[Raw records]
__________________________________________________
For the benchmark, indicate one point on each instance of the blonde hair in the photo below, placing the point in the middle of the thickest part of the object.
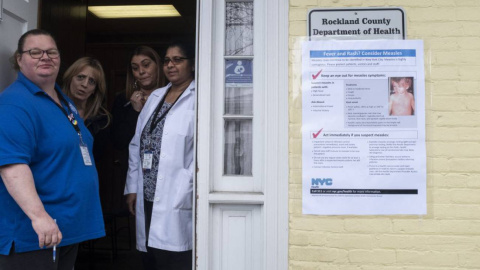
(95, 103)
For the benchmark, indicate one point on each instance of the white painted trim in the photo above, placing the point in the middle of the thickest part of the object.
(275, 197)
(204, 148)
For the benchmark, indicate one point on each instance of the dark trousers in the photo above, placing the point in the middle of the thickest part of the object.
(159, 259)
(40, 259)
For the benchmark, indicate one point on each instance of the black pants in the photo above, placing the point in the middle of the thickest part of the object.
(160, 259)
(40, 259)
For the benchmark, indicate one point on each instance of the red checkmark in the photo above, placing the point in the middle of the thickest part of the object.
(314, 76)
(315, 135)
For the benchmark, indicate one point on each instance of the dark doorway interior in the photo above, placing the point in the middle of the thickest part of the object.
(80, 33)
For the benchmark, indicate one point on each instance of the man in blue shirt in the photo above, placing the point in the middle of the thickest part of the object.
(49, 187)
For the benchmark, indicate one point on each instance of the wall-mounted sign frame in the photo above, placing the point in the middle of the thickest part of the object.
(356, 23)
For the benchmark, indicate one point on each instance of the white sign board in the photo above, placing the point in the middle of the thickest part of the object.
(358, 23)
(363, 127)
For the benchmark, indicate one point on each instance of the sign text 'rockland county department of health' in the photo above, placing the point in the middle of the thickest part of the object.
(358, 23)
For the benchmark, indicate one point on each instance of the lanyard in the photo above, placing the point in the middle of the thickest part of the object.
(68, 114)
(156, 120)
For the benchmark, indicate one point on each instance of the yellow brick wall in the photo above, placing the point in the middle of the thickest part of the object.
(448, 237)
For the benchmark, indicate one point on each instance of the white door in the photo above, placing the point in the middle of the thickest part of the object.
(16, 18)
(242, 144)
__________________________________________________
- **To do**: Write out the listing word for word, omitting the pictures it holds.

- **Task result**:
For the benchmark, indicate one point on each instance of the blonde hair in the photo below, placing the point in the middle of the thickest part of the object.
(95, 103)
For the benchmark, indicate one point on each instance of the white painted trim in the photo above, placing the point in the middle of the thickest part of the object.
(275, 197)
(204, 148)
For the benchmark, indicate one point on each instance of the dark trousers in the photo above, placing the point in the middle of the thickest part of the object.
(159, 259)
(40, 259)
For the benchmark, indicate one point on each instance of the black pants in the photo above, placing the point in the middle of the thickest part of the object.
(160, 259)
(40, 259)
For the benchmark, indicate one point on each instance of the red checkmark in the photo above, placing the point in the middle of the thickest part of the object.
(314, 76)
(315, 135)
For the benchmark, indicate one point on each instance of the dark doorway interior in the photo above, placing the point in the middle of the thickest part of the object.
(80, 33)
For the benchmark, indicate one point on each instance of the man in blue shirt in the photo above, placing the point in the middle of the thickest part of the object.
(49, 187)
For the benchmark, indicate one point on each instance of the wall-mounted sign frame in the photo above, placing the point in the middle of the thickest part of the object.
(356, 23)
For the benchmark, indicate one point on each instance of the white sign board in the photo above, placing the point in the middle of the thickest part of the object.
(358, 23)
(363, 127)
For the benchmark, indicate one point on each instance of the sign text 'rockland county department of health' in the photo above, placing the point in the middle of the thickest part of the object.
(358, 23)
For the benchmark, indicate one point on each instance of the lanyard in the photo above, placing the point in the middle of the thickest part of the object.
(68, 114)
(156, 120)
For the benchmark, indicate one point on each instance of the yellow brick wall in the photo above, placing the point in the middle of the thickest part of the object.
(448, 237)
For the benchmark, indicate one point on each instance of the white door in the photo above, placing the point in the middle of the thickest part of the object.
(16, 18)
(242, 144)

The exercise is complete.